EXERCISE REQUIREMENTS: Copy out all the records below with every "Target" switched to "Object" and nothing else changed, leaving out the pictures.

┄┄┄┄┄┄

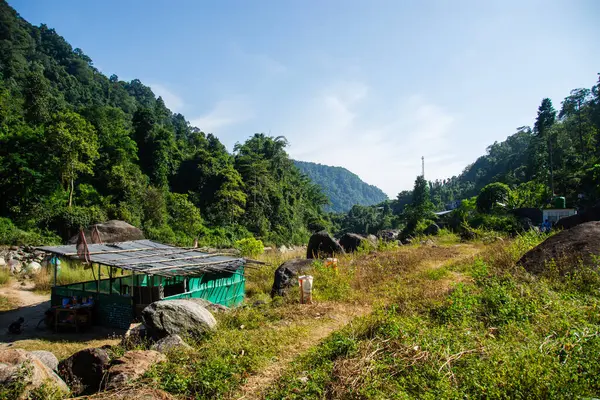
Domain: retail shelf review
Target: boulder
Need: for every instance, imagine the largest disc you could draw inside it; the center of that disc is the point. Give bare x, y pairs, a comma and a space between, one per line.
15, 266
20, 367
567, 248
432, 230
286, 274
48, 358
591, 214
321, 244
33, 268
351, 242
169, 343
112, 231
180, 317
132, 366
84, 370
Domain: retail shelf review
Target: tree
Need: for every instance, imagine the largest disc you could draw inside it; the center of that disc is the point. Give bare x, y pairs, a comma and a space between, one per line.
545, 119
491, 195
73, 145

┄┄┄┄┄┄

EXERCISE ANSWER:
Domain: retail shelf review
Object: boulder
Need: for every instance, imagine the largest disc you could draw inside it; the center of that disc is the point. Give bare x, y pairs, a comma and a space between, one per line.
15, 266
20, 367
567, 248
432, 230
286, 274
48, 358
591, 214
321, 244
33, 268
351, 242
169, 343
112, 231
180, 317
132, 366
84, 370
Domain: retail shelf review
Object: tree
Need: for every instance, imagine the largest disc you could draw inside it; the center of that disc is the point. Give bare x, y pairs, a comma and a space between, one per line.
545, 119
491, 195
73, 145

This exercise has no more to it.